-- Start of EXCERPTED DATA --

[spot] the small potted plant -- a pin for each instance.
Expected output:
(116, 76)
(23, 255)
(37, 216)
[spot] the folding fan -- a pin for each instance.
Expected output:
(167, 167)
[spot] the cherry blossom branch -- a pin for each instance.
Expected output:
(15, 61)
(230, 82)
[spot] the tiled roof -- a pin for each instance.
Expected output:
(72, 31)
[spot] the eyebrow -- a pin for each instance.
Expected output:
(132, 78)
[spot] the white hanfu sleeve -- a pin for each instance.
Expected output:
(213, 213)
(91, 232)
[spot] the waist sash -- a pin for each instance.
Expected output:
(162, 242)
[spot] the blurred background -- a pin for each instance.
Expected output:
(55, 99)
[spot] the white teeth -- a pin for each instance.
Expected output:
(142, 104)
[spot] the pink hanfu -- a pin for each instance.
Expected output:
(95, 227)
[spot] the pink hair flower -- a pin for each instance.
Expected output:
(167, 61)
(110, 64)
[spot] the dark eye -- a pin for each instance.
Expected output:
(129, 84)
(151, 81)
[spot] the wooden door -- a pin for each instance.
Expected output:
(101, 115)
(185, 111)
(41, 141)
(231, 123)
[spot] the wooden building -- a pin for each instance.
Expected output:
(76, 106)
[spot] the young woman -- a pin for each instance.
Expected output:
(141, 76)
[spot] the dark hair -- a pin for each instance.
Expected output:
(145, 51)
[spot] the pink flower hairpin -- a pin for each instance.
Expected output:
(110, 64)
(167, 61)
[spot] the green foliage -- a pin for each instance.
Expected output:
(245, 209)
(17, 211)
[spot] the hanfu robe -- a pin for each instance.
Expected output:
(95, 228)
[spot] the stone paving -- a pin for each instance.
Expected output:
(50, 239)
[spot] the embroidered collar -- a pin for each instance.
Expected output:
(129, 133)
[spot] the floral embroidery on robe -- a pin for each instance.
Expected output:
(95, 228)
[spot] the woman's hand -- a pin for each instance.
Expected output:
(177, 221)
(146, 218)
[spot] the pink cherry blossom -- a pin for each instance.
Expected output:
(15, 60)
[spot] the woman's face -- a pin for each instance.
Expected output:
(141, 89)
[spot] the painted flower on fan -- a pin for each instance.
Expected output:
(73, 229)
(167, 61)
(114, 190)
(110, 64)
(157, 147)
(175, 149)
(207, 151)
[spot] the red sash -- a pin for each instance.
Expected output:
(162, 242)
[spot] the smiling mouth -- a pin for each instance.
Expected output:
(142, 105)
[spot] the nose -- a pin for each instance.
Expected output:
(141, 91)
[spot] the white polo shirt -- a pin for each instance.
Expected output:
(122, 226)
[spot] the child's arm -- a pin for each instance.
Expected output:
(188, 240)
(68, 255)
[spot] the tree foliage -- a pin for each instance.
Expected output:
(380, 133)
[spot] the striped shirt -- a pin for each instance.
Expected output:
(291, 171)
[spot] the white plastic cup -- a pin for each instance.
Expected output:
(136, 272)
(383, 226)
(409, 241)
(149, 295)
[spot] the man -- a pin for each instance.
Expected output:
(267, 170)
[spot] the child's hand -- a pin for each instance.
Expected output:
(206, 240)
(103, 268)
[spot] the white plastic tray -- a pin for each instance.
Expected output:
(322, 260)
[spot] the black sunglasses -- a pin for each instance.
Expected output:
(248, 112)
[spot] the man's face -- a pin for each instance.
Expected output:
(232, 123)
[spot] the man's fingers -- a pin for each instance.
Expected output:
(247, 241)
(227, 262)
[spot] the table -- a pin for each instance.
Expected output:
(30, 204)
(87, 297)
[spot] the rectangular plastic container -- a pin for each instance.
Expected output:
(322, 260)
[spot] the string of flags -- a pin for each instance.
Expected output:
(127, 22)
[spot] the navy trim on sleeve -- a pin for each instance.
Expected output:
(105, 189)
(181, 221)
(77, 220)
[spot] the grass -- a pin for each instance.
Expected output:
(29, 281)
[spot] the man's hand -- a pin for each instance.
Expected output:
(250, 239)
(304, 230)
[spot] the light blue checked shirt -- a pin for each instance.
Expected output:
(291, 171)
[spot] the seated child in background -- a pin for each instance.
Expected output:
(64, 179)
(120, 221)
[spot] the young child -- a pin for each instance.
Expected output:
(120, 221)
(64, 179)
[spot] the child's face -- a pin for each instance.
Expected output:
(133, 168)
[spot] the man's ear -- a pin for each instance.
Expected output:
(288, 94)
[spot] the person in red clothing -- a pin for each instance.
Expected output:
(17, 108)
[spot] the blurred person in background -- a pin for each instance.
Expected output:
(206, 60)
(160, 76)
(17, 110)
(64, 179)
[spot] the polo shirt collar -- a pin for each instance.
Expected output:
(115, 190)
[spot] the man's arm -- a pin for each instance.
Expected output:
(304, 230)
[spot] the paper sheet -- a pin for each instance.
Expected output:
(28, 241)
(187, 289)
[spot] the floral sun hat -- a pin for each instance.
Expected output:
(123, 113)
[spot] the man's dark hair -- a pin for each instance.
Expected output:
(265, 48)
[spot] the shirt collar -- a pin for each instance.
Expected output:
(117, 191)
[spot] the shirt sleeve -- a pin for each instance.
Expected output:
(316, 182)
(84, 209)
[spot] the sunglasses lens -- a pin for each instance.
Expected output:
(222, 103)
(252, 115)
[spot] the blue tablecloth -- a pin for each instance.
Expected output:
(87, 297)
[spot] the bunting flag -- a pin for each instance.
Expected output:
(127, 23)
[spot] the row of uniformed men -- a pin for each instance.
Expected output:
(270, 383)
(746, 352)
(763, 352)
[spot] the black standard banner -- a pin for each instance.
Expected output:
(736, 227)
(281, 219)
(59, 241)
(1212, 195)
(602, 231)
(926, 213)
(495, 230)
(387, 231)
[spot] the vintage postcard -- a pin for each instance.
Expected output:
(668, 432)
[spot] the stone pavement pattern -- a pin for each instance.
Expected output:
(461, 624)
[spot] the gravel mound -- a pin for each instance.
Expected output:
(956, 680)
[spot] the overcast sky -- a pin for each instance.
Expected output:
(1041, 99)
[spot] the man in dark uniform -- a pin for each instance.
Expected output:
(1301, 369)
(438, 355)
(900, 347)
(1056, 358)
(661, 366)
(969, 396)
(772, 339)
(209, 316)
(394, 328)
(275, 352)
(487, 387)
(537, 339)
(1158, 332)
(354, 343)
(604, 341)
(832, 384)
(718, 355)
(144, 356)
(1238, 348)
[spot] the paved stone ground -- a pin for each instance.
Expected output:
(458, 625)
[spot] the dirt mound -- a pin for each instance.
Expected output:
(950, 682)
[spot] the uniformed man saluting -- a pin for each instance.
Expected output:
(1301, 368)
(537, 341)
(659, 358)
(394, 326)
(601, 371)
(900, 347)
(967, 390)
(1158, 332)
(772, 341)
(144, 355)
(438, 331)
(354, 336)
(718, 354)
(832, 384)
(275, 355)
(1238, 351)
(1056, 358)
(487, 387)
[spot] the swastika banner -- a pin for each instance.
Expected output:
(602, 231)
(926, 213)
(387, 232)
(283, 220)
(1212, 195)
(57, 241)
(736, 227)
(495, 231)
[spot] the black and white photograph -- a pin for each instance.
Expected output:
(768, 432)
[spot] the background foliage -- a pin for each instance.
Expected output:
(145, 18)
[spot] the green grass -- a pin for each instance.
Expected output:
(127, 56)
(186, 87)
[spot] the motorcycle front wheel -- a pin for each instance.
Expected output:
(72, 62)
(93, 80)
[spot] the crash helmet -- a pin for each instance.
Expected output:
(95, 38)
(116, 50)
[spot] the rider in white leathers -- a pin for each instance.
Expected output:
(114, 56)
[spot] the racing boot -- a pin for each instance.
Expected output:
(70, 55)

-- End of EXCERPTED DATA --

TASK GOAL: Repeat the data verbatim.

COMPLETED EXERCISE:
[spot] the small potted plant -- a pin for each instance.
Expected output:
(116, 76)
(23, 255)
(37, 216)
[spot] the folding fan -- a pin for each instance.
Expected output:
(167, 167)
[spot] the cherry blossom branch -- a pin for each instance.
Expected output:
(15, 61)
(230, 82)
[spot] the tiled roof -- a pin for each instance.
Expected output:
(72, 31)
[spot] the eyebrow -- a pin for each instance.
Expected output:
(132, 78)
[spot] the white hanfu sleeve -- a pin for each instance.
Expected output:
(213, 213)
(91, 232)
[spot] the waist sash -- a pin for each instance.
Expected output:
(162, 242)
[spot] the blurred background -- a pin for each instance.
Expected output:
(55, 99)
[spot] the white teeth -- a pin for each instance.
Expected output:
(142, 104)
[spot] the pink hanfu -- a pin for each instance.
Expected output:
(95, 227)
[spot] the pink hair flower -- a pin for each instance.
Expected output:
(167, 61)
(110, 64)
[spot] the dark eye -- a pin for each instance.
Expected output:
(129, 84)
(151, 81)
[spot] the wooden door -- a pin for each instance.
Expected output:
(101, 115)
(185, 111)
(41, 141)
(231, 123)
[spot] the wooden building -- a pin for each instance.
Expected output:
(76, 106)
[spot] the young woman -- a pin for each instance.
Expected output:
(141, 76)
[spot] the dark hair -- a pin for each instance.
Expected output:
(145, 51)
[spot] the pink flower hairpin -- a pin for each instance.
Expected output:
(110, 64)
(167, 61)
[spot] the green foliage -- a pin for each instance.
Expected output:
(245, 209)
(17, 211)
[spot] the hanfu robe -- a pin for each instance.
Expected output:
(95, 228)
[spot] the stone paving -- a pin for each instance.
Expected output:
(50, 239)
[spot] the embroidered collar -- a pin for each instance.
Expected output:
(129, 133)
[spot] the floral embroidery on robe -- a pin for each instance.
Expected output:
(95, 228)
[spot] the woman's hand -- a pin for each instance.
Expected output:
(177, 221)
(146, 218)
[spot] the pink cherry blossom -- a pin for each instance.
Expected output:
(15, 60)
[spot] the woman's face -- a pin for each instance.
Expected output:
(141, 89)
[spot] the painted flower on fan -- a pin for each instance.
Expected output:
(73, 229)
(167, 61)
(114, 190)
(110, 64)
(157, 147)
(175, 149)
(207, 151)
[spot] the red sash -- a pin for each instance.
Expected output:
(162, 242)
[spot] the smiling mouth -- a pin for each instance.
Expected output:
(142, 105)
[spot] the nose -- a pin for each instance.
Expected output:
(141, 91)
[spot] the white polo shirt -- a pin for each instance.
Expected output:
(122, 226)
[spot] the child's arm -- a pin for each instance.
Expected output:
(188, 240)
(68, 255)
[spot] the tree foliage -- a pin for each instance.
Expected output:
(380, 133)
[spot] the striped shirt -- a pin for each instance.
Expected output:
(291, 171)
[spot] the white plastic cup -- a pin for each instance.
Expected output:
(136, 272)
(383, 226)
(409, 241)
(149, 295)
[spot] the man -- a pin for each instance.
Expected output:
(267, 170)
[spot] the child's hand -- a pin for each instance.
Expected output:
(206, 240)
(103, 268)
[spot] the white plastic tray -- a pin for each instance.
Expected output:
(322, 260)
[spot] the black sunglasses -- a pin for each instance.
Expected output:
(248, 112)
[spot] the man's face -- a pin for each instance.
Expected output:
(232, 123)
[spot] the man's fingers -- a pin for each instance.
Expected output:
(247, 241)
(227, 262)
[spot] the table -- a pin for each instance.
Expected output:
(30, 204)
(87, 297)
[spot] the rectangular plastic container -- a pin for each instance.
Expected output:
(322, 260)
[spot] the string of flags -- a pin for each instance.
Expected output:
(127, 22)
[spot] the navy trim on sleeve -- a pin for each instance.
Expected output:
(105, 189)
(181, 221)
(77, 220)
[spot] the grass -- a pin for each instance.
Expected output:
(29, 281)
[spot] the man's hand -- a pin for each instance.
Expected output:
(250, 239)
(304, 230)
[spot] the light blue checked shirt -- a pin for each instance.
Expected output:
(291, 171)
[spot] the seated child in background -- a pin for each instance.
Expected output:
(64, 179)
(120, 221)
[spot] the young child -- a pin for each instance.
Expected output:
(120, 221)
(64, 179)
[spot] the child's face -- a pin for each instance.
Expected output:
(133, 168)
[spot] the man's ear -- a pin for each instance.
Expected output:
(288, 94)
[spot] the person in red clothing -- a pin for each instance.
Expected output:
(17, 108)
[spot] the blurred person in background -- a pin for each instance.
Expected output:
(206, 60)
(160, 76)
(17, 110)
(64, 179)
[spot] the polo shirt collar -- a pin for each instance.
Expected output:
(115, 190)
[spot] the man's arm -- a pin for each instance.
Expected output:
(304, 230)
[spot] the paper sheet -- a pin for each instance.
Expected output:
(28, 241)
(187, 289)
[spot] the floral sun hat -- a pin for each instance.
Expected output:
(123, 113)
[spot] the man's dark hair -- a pin for each instance.
Expected output:
(265, 48)
[spot] the shirt collar -- a pin for each instance.
Expected output:
(117, 191)
[spot] the shirt sleeve -- a pin for each instance.
Expected output:
(316, 182)
(84, 209)
[spot] the sunglasses lens -- a pin for each instance.
Expected output:
(222, 103)
(252, 115)
[spot] the blue tablecloth -- a pin for each instance.
Expected output:
(87, 297)
[spot] the bunting flag -- a pin for each instance.
Expected output:
(127, 23)
[spot] the row of uniformed men -- a pin for each instance.
Expected output:
(270, 383)
(746, 352)
(763, 352)
[spot] the black standard banner -- a pin for each instance.
Expected output:
(736, 227)
(281, 219)
(59, 241)
(1212, 195)
(602, 231)
(926, 213)
(495, 230)
(387, 231)
[spot] the vintage postcard -- a pin for each instance.
Expected output:
(668, 432)
[spot] the stone pavement pattern -- a pin for each instance.
Expected output:
(461, 624)
[spot] the gravel mound -- a pin for each instance.
Expected output:
(956, 680)
[spot] the overcast sky -- a pin for each instance.
Expected output:
(1041, 99)
[spot] the man in dark uniform -- a pin for each instance.
Expected output:
(1301, 369)
(438, 355)
(900, 347)
(1056, 358)
(661, 366)
(969, 396)
(772, 339)
(209, 316)
(394, 328)
(275, 352)
(487, 387)
(537, 339)
(1158, 332)
(354, 343)
(604, 341)
(832, 384)
(718, 355)
(144, 356)
(1238, 348)
[spot] the paved stone ground -- a pin for each instance.
Expected output:
(458, 625)
[spot] the dirt mound -- a pin for each instance.
Expected output:
(950, 682)
[spot] the uniformed man saluting -- a pin for each instance.
Expected output:
(1301, 368)
(537, 341)
(659, 358)
(394, 326)
(601, 371)
(900, 347)
(967, 390)
(1158, 332)
(772, 341)
(144, 355)
(438, 331)
(354, 336)
(718, 354)
(832, 384)
(275, 355)
(1238, 351)
(1056, 358)
(487, 387)
[spot] the swastika banner -- a pin for each instance.
Expected output:
(602, 231)
(926, 213)
(387, 232)
(283, 220)
(1212, 195)
(57, 241)
(736, 227)
(495, 231)
[spot] the black and white photograph -- a pin for each instance.
Expected output:
(768, 432)
[spot] the background foliage -- a pin for each instance.
Expected output:
(145, 18)
[spot] the green grass -- a pin for each instance.
Expected output:
(127, 56)
(186, 87)
[spot] the motorcycle front wheel -- a pin for each instance.
Expected output:
(72, 62)
(93, 80)
[spot] the crash helmet -- a pin for each instance.
Expected output:
(95, 38)
(116, 50)
[spot] the rider in white leathers -- a pin for each instance.
Expected output:
(114, 56)
[spot] the racing boot -- a pin for each instance.
Expected output:
(70, 55)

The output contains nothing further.